Point-based annotation data:
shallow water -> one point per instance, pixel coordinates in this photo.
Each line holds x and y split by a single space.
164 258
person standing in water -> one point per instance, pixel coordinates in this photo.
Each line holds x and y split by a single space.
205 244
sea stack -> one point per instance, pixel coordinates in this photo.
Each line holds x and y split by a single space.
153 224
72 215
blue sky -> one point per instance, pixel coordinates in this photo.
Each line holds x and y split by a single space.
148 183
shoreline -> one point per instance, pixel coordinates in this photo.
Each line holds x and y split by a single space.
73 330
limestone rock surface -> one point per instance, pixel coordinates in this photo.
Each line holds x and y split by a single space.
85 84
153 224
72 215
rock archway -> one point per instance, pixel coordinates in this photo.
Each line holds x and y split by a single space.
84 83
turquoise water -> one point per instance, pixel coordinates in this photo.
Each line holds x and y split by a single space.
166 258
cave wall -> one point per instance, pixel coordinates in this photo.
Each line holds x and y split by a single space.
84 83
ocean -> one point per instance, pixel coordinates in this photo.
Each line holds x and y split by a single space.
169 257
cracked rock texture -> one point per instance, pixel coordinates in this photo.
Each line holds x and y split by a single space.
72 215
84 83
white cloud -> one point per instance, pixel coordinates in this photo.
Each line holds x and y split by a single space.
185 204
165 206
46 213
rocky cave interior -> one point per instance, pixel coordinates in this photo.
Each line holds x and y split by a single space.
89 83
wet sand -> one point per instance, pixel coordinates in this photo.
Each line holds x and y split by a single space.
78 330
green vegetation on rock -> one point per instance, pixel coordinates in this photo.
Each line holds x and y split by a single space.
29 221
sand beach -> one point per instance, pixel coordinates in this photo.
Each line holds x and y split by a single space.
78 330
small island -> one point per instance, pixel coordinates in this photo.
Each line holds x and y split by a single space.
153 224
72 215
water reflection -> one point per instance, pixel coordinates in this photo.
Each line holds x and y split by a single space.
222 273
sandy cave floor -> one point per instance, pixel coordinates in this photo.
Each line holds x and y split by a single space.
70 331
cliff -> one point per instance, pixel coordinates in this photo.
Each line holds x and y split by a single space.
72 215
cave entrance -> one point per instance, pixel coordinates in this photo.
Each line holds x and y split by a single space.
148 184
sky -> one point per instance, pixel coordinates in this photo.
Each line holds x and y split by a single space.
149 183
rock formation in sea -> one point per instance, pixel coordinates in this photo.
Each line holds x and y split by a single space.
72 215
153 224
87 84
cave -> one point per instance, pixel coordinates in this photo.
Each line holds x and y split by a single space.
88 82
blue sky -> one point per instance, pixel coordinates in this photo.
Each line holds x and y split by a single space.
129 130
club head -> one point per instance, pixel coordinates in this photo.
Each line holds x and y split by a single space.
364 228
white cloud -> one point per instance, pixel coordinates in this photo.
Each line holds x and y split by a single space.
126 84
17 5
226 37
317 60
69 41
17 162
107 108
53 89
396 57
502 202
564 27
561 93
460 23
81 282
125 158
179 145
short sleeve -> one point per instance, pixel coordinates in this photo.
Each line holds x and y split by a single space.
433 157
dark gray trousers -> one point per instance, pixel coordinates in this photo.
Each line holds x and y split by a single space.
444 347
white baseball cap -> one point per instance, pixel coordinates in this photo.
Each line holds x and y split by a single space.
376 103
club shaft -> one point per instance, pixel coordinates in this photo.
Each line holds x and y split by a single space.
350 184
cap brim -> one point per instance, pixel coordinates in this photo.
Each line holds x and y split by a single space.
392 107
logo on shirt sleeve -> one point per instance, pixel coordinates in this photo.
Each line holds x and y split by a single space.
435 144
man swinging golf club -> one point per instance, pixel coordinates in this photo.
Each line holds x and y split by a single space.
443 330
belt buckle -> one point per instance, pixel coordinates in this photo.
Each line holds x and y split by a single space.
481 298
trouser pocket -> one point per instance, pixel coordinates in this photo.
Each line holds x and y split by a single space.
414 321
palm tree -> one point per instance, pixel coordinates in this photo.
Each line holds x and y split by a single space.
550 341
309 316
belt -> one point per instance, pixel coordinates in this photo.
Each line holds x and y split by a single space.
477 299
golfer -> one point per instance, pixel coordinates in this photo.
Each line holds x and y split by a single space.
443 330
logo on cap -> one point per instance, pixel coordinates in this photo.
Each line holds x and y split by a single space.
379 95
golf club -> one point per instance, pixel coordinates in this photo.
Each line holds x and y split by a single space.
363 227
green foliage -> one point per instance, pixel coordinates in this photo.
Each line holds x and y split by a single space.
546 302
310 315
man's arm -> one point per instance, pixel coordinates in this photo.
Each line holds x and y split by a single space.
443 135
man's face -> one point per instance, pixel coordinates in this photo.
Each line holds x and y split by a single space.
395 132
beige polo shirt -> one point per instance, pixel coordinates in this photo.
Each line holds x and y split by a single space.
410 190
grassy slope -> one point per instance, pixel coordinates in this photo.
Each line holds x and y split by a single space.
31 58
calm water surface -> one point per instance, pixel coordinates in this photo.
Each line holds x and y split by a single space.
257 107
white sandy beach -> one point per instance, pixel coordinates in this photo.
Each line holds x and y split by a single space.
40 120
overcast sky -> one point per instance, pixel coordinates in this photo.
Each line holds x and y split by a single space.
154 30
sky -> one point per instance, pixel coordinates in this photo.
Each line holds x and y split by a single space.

◆ Written task
From the line holding "grassy slope ->" through the last line above, reproduce each line exactly and add nothing.

◆ Task answer
grassy slope -> one point per instance, pixel coordinates in this photo.
Each line holds x and y split by a single space.
31 58
calm water surface -> one point per instance, pixel coordinates in this photo.
Each line holds x and y split by a single space.
257 107
white sandy beach -> one point per instance, pixel coordinates in this photo.
Each line holds x and y split by a single space.
40 120
overcast sky -> one point per instance, pixel coordinates in this photo.
Each line holds x and y split by a single space.
154 30
sky -> one point per instance, pixel coordinates in this photo.
Each line holds x and y split by a single space.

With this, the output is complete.